Work to complete:
Reproduce each of the following records line for line, with no changes.

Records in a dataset

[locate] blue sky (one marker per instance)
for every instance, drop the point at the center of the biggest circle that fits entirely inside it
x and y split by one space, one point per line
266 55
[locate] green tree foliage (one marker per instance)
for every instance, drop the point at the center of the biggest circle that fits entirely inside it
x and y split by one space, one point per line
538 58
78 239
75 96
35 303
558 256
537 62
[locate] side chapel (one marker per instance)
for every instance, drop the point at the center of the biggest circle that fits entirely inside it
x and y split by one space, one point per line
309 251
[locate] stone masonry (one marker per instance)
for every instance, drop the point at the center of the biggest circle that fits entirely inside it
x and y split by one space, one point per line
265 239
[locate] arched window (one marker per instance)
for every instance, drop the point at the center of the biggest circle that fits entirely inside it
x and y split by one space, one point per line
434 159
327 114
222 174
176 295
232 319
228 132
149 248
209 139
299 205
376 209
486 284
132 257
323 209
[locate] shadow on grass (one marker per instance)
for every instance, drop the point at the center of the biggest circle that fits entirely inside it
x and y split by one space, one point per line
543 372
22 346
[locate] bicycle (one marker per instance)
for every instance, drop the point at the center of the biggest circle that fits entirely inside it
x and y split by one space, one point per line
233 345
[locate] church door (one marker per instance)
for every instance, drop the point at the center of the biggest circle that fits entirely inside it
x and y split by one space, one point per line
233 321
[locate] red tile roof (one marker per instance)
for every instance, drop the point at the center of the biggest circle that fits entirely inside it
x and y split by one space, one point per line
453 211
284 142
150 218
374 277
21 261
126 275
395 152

Task response:
[locate] blue sky (one marker per instance)
for every instance, drop the point at the center of the biggest circle that fits entirely inside it
x and y split by one space, one point per line
266 55
[locate] green tree foliage (one marker per instance)
for every instance, drop the point at the center of the biggest circle that fits entirely inside it
x and y split by one space, one point per line
538 58
78 239
75 96
35 303
558 256
537 62
[locate] side chapel (one marker per instance)
for every instance, drop the point at the center of the biggest circle that fits entirely inside it
x and y split by one space, one point per line
309 251
[locate] stone masonry (one marker per instance)
for every instance, drop the point at the center of the biggest circle that fits entirely inside it
x and y split by one space, one point per line
265 239
[locate] arched window (one marker per instance)
for every instance, drop the point at the center of the biggest circle that fits entirely inside it
x and y split by one space, one point per line
434 159
327 114
222 174
176 295
232 319
228 132
149 248
209 139
299 205
376 209
486 284
132 257
323 209
[locate] shadow on grass (one marker per instance)
for every instance, drop the point at the center of the biggest circle that fits entirely inside it
x and y split by one space, one point per line
543 372
22 346
[locate] bicycle (one marker per instance)
for every instance, drop the point at the center of the biggest circle that fits entirely inside it
x and y split by one space, one point per line
233 345
[locate] church door (one marker per instance)
for every instance, drop the point at the center of the biggest circle that fits entirely inside it
x and y split by one space, one point per line
233 321
[locate] red tile roof (one marker per instance)
for every instance, drop the point at the center of the biggest circle that fits entirely inside it
x and y split by one space, one point per line
453 211
284 142
150 218
374 277
21 261
126 275
395 152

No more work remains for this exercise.